## Directions for this task:
Set down exactly the lines running from the line with "Point to the chrome" to the end of the listing below, both ends included.

## Data entries:
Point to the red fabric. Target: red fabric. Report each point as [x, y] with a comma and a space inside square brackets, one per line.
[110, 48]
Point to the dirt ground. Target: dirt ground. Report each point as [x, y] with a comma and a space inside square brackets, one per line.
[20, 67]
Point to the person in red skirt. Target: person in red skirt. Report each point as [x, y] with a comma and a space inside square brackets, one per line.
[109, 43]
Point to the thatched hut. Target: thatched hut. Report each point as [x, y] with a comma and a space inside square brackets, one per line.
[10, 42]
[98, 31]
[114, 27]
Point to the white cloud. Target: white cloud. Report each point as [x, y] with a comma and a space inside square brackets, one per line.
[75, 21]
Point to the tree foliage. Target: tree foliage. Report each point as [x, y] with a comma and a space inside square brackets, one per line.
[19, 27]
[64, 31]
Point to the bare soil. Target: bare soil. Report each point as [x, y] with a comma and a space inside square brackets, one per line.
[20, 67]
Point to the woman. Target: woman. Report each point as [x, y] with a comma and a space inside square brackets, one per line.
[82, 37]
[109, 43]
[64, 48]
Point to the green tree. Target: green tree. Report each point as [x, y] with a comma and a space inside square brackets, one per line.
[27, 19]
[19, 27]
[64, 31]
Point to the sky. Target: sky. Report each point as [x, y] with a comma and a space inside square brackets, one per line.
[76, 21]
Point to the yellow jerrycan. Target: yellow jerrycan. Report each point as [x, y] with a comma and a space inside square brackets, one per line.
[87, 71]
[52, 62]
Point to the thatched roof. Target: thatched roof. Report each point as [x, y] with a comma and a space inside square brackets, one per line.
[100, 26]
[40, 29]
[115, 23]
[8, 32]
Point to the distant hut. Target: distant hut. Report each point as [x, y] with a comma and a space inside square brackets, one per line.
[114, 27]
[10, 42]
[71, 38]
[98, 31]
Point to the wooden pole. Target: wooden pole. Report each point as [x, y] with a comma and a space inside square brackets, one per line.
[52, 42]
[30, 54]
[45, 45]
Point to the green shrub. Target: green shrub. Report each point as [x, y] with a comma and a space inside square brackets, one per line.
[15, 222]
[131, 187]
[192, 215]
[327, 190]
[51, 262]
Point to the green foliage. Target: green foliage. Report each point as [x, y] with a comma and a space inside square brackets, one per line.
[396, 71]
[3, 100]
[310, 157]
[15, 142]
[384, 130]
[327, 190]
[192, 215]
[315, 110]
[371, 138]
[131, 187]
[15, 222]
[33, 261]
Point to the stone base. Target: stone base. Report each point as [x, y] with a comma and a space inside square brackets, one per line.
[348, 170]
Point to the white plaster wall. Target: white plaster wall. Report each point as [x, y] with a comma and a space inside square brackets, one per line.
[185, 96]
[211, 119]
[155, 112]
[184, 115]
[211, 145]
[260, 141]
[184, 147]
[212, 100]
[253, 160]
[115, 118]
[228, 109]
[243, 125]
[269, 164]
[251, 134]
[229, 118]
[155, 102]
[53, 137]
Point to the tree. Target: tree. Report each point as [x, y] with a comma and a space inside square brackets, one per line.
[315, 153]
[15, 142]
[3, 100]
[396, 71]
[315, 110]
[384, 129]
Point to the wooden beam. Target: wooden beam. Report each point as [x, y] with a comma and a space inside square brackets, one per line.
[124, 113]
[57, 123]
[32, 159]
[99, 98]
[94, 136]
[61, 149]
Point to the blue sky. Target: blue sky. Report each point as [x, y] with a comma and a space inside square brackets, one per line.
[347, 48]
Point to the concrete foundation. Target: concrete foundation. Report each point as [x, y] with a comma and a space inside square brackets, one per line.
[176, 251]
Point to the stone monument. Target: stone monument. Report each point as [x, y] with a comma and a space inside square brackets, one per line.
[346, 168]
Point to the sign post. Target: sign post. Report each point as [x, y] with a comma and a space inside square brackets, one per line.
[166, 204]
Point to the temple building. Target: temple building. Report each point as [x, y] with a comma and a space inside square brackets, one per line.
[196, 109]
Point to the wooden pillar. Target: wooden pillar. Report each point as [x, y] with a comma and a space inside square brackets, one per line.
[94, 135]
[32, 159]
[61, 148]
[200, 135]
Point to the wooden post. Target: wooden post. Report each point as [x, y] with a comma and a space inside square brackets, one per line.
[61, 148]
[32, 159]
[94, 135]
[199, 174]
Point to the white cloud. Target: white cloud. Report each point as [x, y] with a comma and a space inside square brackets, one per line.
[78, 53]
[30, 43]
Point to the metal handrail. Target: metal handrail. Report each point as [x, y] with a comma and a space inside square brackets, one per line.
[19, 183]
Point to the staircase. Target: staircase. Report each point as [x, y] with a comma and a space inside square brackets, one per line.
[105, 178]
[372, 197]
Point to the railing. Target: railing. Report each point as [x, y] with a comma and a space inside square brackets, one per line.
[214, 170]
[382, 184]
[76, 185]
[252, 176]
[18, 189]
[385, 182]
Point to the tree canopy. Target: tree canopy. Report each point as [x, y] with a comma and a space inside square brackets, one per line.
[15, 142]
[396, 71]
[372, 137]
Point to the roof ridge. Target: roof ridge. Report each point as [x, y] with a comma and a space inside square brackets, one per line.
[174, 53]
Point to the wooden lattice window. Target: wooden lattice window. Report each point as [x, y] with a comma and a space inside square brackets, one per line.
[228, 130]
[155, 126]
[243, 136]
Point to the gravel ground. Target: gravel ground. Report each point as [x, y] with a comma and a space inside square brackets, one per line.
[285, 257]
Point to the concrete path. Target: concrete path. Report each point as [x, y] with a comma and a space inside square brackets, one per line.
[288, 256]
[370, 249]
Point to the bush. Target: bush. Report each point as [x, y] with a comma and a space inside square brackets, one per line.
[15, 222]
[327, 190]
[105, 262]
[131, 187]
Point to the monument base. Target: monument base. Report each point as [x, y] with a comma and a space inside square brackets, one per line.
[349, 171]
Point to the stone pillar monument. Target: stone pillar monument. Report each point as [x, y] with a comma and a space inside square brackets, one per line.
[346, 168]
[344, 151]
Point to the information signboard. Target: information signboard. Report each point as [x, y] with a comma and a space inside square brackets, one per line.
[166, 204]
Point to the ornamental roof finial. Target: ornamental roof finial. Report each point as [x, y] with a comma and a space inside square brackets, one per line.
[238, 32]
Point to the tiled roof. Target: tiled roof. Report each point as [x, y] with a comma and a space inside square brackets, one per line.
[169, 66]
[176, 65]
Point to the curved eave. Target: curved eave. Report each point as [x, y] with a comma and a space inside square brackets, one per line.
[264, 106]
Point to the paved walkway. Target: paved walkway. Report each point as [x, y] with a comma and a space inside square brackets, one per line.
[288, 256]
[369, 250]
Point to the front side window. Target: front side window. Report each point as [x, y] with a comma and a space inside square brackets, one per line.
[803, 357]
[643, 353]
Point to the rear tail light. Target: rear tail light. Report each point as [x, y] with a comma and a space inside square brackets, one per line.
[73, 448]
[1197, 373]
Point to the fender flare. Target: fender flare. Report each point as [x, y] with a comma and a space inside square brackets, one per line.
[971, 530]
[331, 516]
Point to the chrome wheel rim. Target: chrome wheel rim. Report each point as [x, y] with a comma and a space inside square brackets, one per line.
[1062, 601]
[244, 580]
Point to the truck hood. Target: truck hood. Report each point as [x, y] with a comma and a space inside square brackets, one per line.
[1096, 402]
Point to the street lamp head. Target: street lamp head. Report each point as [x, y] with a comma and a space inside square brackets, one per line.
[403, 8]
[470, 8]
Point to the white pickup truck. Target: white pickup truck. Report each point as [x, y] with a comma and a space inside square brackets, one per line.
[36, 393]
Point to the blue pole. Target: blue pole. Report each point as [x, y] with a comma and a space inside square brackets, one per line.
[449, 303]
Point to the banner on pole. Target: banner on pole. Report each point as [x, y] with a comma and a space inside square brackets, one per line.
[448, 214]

## Response:
Point to the chrome wheel rim. Target: chrome wheel rim. Report each point as [x, y] with a comma and a space inside square brackets, one per line.
[1062, 601]
[244, 580]
Point to the truck hood. Target: truck hood. Report each point as [x, y] with a comma and a space inside square brackets, one per line.
[1096, 402]
Point to the street lamp head. Target: street lamp head. Report each point as [x, y] with a comma and a space inside square brackets, one per line.
[403, 8]
[470, 8]
Point to the white pickup truck. Target: white pickup truck. Report each point as [x, y] with a comma and a space inside square brackets, one per line.
[36, 393]
Point to the blue pole. Target: blue pole. Report each point as [x, y] with a comma and a space inside square brackets, one per line.
[449, 303]
Point to the banner on pole. Target: banner on pole. Report each point as [x, y] with a comma and a space inside square brackets, one per line.
[448, 214]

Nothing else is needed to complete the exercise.